## Consigne
Recopiez à l'identique le passage du texte sur Roosevelt et Joe Biden qui commence par « Face à ces questions, l’isolationnisme » et se poursuit jusqu'à « le pays d’origine. ».

Le nouvel ordre politique mondial poussé par Roosevelt a été forgé par la Grande Dépression, la Deuxième Guerre mondiale, deux événements plutôt structurant. Sur le plan international, pendant les 12 années de ses quatre mandats (le quatrième a été abrégé très rapidement), les États-Unis sont passés du rang de puissance régionale à celui de superpuissance mondiale au sortir de la guerre tant sur les plans militaire, économique et diplomatique. La conférence de Yalta devait organiser la fin de la guerre, la création des institutions internationales (ONU[1], Banque mondiale, FMI, GATT devenu WTO) allaient poser les jalons de la paix et de la reconstruction. Pour Roosevelt, l’isolationnisme n’était plus adapté à un monde de plus en plus interdépendant.
Comme son prédécesseur démocrate Barack Obama qui avait été confronté à la crise des subprimes de 2008, transformée en crise économique et financière, Joe Biden est arrivé aussi dans une période plus que difficile avec la crise de la Covid qui s’est transformée en crise économique et sociale. Dès son arrivée à la Maison Blanche, il a été face à des dossiers assez « classiques » comme la fin de la guerre en Afghanistan (la plus longue à laquelle les États-Unis ont participé), le Moyen-Orient, l’Iran, le conflit israélo-palestinien, la Russie de Poutine (la conférence commune de Donald Trump et Vladimir Poutine reste un cas d’école). Mais il est confronté aussi à nombre de problèmes ne peuvent pas être traités seulement au niveau des pays, le terrorisme, la prolifération des armes nucléaires, les excès de la mondialisation, le phénomène des migrations, la question de l’eau, la montée en puissance des sociétés du numérique et la protection de la vie privée et des données personnelles… sans parler des 3C : Covid, Climat et Chine.
Face à ces questions, l’isolationnisme n’est plus adapté pour les traiter efficacement et durablement. Des problèmes qui dépassent de loin le seul cadre des frontières même si dans de nombreux cas, les frontières restent toujours un paramètre important. On l’a vu lors de la crise sanitaire. Ou encore sur les questions du cloud computing et la nécessité de stocker les données dans le pays d’origine.
Et même sur la question de la Chine pour laquelle Donald Trump ne voyait qu’une confrontation entre deux pays, Joe Biden va essayer d’embarquer les alliés traditionnels dans un partenariat global visant à freiner les ardeurs de l’Empire du Milieu. Même s’il n’a pas pour l’heure remis en cause les droits de douanes imposés par Donald Trump, Joe Biden a bien compris que la réponse se trouvait dans une réactivation de la R&D dans les technologies avancées, pas seulement du numérique. La loi américaine sur l’innovation et la concurrence de 250 milliards de dollars pourrait aider votre entreprise. Le 7 juin dernier, le Sénat américain a adopté la loi américaine sur l’innovation et la concurrence (Usica), un projet de loi de 250 milliards de dollars pour financer la recherche dans des domaines dans des domaines comme les semiconducteurs, l’intelligence artificielle, la robotique, l’informatique quantique. C’est là une différence majeure avec son prédécesseur, la croyance en la science, qui le situe dans la lignée de Franklin Roosevelt.
[1] Roosevelt partit le 30 mars pour Warm Springs, une petite station thermale de Géorgie où il avait une résidence (la « Little White House ») afin de prendre du repos avant la conférence des Nations unies qui devait se tenir deux semaines plus tard à San Francisco. Il mourut juste avant, le 12 avril 1945.

## Éléments provenant d'une source de données
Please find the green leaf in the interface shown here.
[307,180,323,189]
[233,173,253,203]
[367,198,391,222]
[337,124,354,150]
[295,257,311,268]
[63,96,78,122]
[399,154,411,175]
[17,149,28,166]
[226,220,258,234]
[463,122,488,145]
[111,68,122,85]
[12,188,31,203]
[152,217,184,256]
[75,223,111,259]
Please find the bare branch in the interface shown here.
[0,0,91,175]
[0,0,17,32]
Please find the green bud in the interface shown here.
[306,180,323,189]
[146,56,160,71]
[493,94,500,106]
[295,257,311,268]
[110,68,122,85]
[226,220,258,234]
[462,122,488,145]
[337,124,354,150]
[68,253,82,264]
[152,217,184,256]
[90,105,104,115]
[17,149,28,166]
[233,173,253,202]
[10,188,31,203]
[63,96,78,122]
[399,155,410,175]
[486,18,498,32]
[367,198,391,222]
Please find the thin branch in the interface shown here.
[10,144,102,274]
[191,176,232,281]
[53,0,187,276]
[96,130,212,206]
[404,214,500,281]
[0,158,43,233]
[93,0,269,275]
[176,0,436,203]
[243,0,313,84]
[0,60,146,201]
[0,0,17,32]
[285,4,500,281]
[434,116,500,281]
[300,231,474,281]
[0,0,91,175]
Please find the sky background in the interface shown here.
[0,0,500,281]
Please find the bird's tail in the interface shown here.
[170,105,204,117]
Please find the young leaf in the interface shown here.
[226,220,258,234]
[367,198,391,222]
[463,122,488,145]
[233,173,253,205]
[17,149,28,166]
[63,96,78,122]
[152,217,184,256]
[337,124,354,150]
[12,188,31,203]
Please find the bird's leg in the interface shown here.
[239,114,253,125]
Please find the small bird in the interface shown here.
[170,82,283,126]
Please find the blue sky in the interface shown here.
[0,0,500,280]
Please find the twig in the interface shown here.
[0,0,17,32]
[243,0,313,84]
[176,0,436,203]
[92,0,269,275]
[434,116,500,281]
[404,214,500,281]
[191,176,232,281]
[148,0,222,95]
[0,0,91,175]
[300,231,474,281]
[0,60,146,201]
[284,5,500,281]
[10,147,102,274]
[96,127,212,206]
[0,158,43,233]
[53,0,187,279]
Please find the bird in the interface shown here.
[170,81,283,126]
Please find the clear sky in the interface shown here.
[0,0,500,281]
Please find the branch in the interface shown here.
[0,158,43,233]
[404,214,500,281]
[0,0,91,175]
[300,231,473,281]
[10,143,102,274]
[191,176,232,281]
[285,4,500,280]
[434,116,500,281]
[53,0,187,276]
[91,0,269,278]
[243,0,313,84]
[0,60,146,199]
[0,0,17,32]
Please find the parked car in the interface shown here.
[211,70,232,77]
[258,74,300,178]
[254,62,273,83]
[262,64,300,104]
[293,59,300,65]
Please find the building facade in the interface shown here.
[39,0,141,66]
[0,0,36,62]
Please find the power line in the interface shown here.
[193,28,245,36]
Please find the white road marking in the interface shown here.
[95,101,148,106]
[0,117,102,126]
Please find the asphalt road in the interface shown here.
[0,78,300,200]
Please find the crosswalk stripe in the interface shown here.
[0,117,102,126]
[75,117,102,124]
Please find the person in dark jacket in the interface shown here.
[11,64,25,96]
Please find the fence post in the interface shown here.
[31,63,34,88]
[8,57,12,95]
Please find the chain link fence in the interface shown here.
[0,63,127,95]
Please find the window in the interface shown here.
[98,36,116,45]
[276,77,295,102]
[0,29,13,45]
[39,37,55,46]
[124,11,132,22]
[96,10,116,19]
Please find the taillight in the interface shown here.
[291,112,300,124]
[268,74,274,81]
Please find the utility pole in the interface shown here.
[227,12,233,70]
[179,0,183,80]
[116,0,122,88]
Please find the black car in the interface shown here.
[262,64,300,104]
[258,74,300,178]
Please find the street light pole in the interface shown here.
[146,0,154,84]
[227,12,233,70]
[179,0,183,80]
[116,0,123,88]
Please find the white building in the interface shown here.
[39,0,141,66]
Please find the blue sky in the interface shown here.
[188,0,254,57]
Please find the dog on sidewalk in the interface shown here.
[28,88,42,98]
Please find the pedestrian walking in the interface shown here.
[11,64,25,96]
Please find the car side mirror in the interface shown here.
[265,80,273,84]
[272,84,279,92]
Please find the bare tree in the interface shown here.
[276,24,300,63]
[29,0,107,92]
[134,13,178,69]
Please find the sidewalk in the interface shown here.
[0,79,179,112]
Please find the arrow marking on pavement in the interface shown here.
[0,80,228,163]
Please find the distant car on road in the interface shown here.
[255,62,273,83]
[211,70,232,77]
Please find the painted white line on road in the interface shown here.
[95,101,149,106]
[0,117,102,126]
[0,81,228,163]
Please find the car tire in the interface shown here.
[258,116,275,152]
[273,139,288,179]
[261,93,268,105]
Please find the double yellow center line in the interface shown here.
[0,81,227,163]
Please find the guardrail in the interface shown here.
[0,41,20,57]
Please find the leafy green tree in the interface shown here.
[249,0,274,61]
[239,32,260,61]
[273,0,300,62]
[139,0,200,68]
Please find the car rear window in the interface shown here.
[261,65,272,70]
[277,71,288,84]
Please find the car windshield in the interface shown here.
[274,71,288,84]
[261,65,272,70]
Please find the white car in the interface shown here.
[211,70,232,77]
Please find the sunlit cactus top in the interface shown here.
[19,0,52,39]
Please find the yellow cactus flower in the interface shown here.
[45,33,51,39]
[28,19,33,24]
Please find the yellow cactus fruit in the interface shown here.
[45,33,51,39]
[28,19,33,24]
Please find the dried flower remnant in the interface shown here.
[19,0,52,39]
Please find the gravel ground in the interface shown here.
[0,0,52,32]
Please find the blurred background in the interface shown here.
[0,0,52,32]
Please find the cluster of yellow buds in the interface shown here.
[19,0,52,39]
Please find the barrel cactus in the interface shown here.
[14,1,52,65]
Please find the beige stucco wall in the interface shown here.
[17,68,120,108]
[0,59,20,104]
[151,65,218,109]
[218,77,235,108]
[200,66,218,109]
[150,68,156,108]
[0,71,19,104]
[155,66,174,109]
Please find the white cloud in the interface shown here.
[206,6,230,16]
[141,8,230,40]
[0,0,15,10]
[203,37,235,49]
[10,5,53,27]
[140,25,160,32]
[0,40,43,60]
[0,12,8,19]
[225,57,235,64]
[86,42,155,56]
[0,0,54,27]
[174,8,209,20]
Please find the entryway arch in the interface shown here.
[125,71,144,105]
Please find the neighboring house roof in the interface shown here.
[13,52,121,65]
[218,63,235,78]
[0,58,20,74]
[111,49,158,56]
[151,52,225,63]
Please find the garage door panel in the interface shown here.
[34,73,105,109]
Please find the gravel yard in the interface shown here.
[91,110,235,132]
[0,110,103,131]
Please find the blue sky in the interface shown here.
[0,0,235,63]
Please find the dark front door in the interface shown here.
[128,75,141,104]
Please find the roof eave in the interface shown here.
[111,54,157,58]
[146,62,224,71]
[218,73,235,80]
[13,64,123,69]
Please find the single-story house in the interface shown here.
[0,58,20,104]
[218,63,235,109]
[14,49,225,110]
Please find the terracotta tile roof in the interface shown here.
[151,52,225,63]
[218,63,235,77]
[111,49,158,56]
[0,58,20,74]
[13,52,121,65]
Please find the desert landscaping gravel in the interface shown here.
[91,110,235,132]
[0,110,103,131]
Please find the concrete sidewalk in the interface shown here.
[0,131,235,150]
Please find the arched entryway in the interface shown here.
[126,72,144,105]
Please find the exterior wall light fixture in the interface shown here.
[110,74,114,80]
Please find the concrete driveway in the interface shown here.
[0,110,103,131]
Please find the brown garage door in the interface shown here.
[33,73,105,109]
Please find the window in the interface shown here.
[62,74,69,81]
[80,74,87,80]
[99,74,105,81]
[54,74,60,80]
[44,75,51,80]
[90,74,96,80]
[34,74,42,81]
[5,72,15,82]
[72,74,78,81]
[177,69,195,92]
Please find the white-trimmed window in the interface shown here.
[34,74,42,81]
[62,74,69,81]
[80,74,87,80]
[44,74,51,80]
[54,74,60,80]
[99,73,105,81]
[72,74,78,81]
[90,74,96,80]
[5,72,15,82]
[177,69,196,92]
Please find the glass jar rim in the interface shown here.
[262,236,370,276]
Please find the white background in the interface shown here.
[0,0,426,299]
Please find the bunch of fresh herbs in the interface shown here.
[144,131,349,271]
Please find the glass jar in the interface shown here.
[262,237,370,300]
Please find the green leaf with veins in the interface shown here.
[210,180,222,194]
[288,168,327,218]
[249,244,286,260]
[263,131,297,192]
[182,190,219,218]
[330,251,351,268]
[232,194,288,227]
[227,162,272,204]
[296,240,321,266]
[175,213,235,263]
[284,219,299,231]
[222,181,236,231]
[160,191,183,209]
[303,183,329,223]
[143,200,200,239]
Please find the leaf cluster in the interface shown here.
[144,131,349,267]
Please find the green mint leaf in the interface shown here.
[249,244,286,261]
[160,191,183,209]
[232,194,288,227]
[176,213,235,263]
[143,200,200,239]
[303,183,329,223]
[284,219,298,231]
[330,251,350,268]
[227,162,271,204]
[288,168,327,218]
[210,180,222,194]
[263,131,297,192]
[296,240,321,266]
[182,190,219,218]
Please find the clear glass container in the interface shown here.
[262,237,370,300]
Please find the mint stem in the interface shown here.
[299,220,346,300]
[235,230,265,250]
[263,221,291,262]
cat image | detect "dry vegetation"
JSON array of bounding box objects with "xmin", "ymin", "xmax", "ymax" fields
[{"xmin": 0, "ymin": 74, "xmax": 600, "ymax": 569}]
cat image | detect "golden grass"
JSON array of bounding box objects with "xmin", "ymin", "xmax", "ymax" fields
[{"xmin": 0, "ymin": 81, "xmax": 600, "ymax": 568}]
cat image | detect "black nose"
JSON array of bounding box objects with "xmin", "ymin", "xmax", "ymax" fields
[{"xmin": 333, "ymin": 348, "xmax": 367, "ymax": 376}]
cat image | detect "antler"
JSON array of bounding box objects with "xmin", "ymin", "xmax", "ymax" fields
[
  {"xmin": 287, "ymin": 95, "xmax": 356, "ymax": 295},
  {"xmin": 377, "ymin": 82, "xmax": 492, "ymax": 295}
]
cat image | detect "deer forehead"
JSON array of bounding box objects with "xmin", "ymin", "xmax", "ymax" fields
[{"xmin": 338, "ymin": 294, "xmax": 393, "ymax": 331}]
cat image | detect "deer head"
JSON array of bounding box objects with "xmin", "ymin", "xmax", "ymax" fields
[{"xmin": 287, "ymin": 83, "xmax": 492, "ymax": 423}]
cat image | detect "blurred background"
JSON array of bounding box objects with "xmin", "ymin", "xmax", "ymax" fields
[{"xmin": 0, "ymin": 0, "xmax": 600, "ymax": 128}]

## Espace de réponse
Face à ces questions, l’isolationnisme n’est plus adapté pour les traiter efficacement et durablement. Des problèmes qui dépassent de loin le seul cadre des frontières même si dans de nombreux cas, les frontières restent toujours un paramètre important. On l’a vu lors de la crise sanitaire. Ou encore sur les questions du cloud computing et la nécessité de stocker les données dans le pays d’origine.